TASK GOAL: Can you transcribe the depression post word for word, starting with "The financial debt" and going on through "feeling this way."?

EXERCISE PASSAGE:
☆ ☆ ☆

Depression – it’s back
I can feel it sapping all the strength out of my body
I hurt everywhere
I want to go outside and play in the dirt
I want to call up
I want to get some dinner
I will do none of these because I’ll have to get up off the couch
I’m so tired of bring depressed
I don’t take the medication because it’s too much hassle for too little chance of it working
I feel like a looser because I don’t take it
I feel like a failure because I know I need it
Why can’t I just be me again?
Why is everything so hard?
I spend money I don’t have so I can feel excited for just a moment about a plan
I have no plans for the future
No hopes
No dreams
No goals
No energy to make any
How am I ever going to break out of the debit I cause my family?
The financial debt
The emotional debt
The spiritual debt
I want to be with them but they don’t want to be with me
I’m no fun anymore
I’m not even willing to try to be
I’m so incredibly blessed so why don’t I act it?
I hate being me
I hate that I can’t be me anymore
I don’t remember how
2 comments:
I love you and I am so sorry that you are feeling this way.
I hate that there is nothing I can do to "fix" it. I do want you to know that I love spending time with you, and appreciate so much that you are always up for an adventure when I call you. Even at the very last minute, when all of our therapies get cancelled, and I feel like driving an hour to the outlet mall:) You always show up, when everyone else is too busy with nothing important.
Your friendship is invaluable to me, and my girls think you are the bestest aunt in the world.
Love you and hope you are feeling better soon,
Billie
Hope you start feeling better. Depression sucks!

☆ ☆ ☆

DATA:

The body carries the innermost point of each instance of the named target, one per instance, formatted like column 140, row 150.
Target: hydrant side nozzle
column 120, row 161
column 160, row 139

☆ ☆ ☆

WRITTEN ANSWER:
The financial debt
The emotional debt
The spiritual debt
I want to be with them but they don’t want to be with me
I’m no fun anymore
I’m not even willing to try to be
I’m so incredibly blessed so why don’t I act it?
I hate being me
I hate that I can’t be me anymore
I don’t remember how
2 comments:
I love you and I am so sorry that you are feeling this way.